WHAT IS NEEDED> For the entries below, say how many lines hold the word "snout", with the number as the only reply.

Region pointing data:
· · · · ·

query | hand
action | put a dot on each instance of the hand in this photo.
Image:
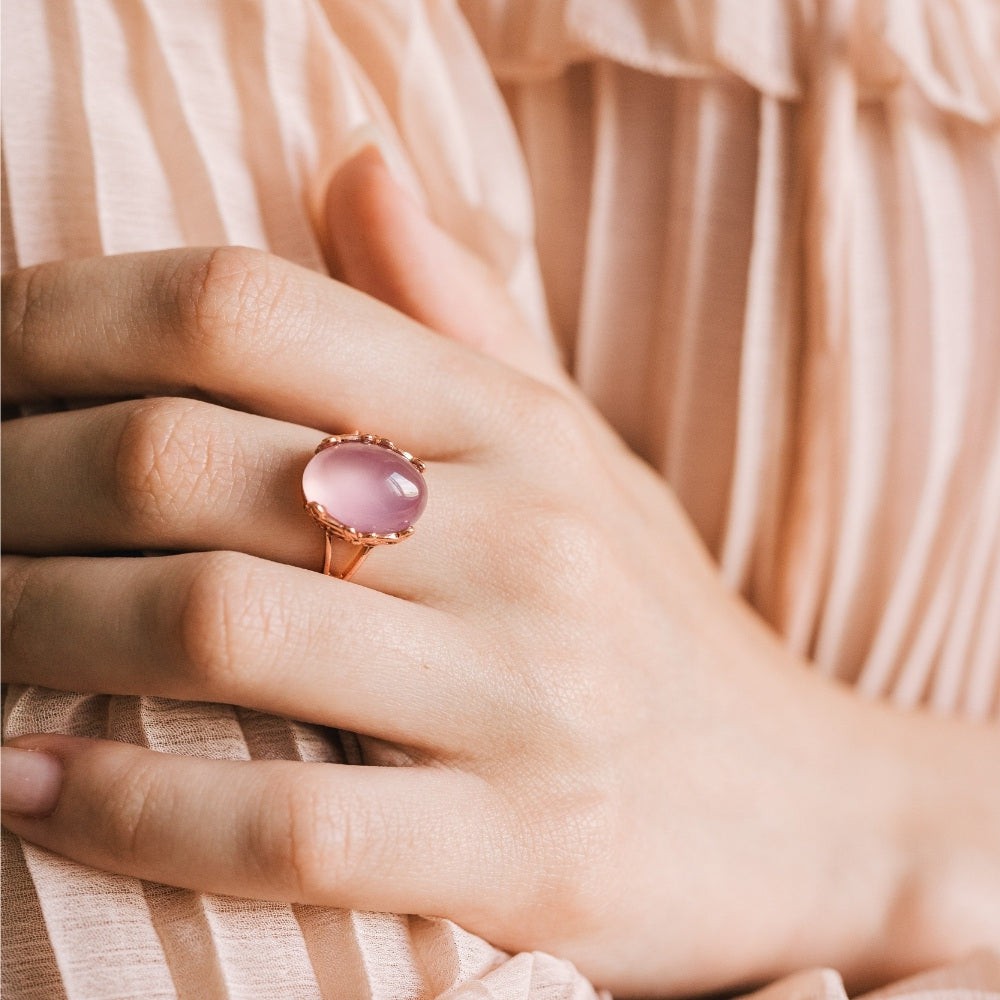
(609, 757)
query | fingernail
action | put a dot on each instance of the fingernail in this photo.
(29, 782)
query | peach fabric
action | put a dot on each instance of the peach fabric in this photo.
(766, 235)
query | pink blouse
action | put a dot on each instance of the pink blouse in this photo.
(766, 235)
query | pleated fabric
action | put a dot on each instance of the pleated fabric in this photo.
(766, 236)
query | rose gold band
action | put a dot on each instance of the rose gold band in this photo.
(349, 570)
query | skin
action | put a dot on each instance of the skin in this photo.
(606, 750)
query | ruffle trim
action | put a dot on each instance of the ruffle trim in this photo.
(948, 50)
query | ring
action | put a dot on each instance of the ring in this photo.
(365, 490)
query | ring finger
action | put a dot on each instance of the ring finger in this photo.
(230, 628)
(182, 475)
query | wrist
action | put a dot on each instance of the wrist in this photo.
(948, 901)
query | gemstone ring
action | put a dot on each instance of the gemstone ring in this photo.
(365, 490)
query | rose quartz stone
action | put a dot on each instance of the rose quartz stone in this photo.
(366, 487)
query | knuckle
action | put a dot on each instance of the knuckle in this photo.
(131, 812)
(327, 845)
(19, 579)
(215, 630)
(227, 298)
(23, 299)
(159, 462)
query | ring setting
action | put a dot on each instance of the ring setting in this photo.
(363, 489)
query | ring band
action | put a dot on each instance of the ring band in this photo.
(363, 489)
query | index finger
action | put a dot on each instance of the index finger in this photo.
(243, 327)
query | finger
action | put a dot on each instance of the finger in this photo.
(224, 627)
(184, 475)
(396, 839)
(383, 243)
(245, 327)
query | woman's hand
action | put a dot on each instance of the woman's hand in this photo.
(608, 757)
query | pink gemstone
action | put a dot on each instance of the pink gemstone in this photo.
(365, 487)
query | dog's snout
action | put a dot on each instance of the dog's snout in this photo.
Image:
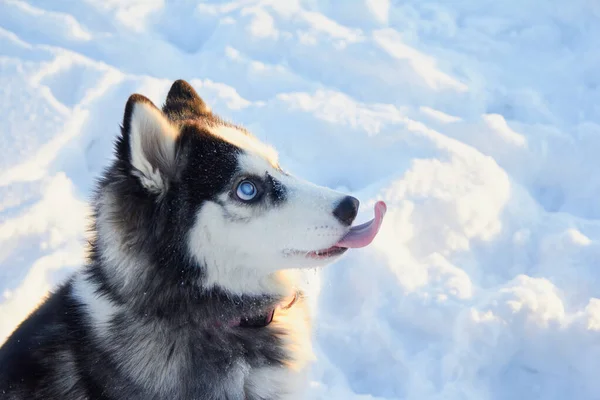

· · · · ·

EXERCISE SOLUTION> 2